[start Records supplied]

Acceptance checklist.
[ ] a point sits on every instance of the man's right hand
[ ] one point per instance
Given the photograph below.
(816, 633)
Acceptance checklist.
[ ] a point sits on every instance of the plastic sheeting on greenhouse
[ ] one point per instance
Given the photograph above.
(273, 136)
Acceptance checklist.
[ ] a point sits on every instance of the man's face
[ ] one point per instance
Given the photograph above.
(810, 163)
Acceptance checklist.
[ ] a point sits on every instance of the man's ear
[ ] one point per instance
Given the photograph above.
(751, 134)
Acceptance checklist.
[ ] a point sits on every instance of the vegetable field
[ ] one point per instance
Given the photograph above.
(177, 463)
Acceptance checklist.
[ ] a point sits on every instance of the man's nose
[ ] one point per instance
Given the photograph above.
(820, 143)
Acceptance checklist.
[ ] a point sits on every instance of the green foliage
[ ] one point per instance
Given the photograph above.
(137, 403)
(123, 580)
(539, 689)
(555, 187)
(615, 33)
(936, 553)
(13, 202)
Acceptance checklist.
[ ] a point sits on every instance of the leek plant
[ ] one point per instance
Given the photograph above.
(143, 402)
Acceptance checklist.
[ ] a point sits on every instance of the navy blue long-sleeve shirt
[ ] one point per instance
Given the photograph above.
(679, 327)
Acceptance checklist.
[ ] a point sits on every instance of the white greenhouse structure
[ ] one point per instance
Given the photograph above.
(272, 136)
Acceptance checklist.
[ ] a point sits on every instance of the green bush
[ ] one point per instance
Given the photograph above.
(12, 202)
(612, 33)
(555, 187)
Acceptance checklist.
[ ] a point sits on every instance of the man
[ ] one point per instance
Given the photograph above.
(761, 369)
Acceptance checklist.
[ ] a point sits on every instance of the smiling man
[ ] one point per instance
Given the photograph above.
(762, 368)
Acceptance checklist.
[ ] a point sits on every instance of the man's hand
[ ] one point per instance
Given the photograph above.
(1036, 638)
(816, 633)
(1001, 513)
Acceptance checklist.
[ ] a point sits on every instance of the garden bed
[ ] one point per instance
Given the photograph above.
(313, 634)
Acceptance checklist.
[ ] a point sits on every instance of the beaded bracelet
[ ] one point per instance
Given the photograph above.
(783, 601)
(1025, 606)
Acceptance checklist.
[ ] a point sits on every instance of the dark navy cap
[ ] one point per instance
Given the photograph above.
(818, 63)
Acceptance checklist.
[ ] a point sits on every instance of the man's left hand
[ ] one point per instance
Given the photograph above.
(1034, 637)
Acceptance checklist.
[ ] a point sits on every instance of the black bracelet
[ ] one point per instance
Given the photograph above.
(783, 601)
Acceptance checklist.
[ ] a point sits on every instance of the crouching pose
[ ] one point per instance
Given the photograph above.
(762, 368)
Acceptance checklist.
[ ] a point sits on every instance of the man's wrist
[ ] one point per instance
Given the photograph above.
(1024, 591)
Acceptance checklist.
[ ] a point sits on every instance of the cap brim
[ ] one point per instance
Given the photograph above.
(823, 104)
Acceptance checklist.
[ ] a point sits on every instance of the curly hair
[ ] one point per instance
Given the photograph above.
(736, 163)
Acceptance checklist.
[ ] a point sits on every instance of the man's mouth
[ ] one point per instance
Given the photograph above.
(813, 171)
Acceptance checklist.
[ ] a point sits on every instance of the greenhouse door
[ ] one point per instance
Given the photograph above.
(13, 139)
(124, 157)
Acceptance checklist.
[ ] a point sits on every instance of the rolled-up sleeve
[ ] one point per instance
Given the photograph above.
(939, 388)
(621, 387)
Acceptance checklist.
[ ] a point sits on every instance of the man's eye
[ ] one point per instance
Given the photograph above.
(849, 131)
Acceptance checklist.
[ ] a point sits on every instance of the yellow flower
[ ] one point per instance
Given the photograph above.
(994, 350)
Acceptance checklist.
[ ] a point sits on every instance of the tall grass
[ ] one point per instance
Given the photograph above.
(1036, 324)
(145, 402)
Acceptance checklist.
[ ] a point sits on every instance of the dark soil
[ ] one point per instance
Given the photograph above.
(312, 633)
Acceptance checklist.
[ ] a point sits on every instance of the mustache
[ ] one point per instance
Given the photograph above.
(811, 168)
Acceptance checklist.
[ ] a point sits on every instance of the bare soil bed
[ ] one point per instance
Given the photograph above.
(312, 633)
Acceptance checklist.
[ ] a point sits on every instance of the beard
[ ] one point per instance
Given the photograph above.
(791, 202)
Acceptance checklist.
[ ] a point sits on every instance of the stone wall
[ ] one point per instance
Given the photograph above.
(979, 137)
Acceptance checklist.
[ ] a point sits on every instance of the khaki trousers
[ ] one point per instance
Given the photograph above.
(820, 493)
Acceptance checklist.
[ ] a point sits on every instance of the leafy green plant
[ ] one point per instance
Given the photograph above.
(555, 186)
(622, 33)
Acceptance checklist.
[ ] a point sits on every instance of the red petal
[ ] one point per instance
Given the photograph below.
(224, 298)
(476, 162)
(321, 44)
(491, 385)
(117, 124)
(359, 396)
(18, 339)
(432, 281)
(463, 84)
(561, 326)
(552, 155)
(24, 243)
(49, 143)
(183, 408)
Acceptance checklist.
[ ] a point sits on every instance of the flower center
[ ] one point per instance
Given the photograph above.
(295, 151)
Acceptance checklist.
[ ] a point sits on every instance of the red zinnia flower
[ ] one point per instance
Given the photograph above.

[end Records supplied]

Which lines of the records above contain the word "greenhouse"? Copy each of them.

_The output_
[ ] a point sits on every instance of the plastic sheeting on greenhouse
[ ] a point sits on every instance of the white greenhouse structure
[ ] a point sits on every instance of the greenhouse door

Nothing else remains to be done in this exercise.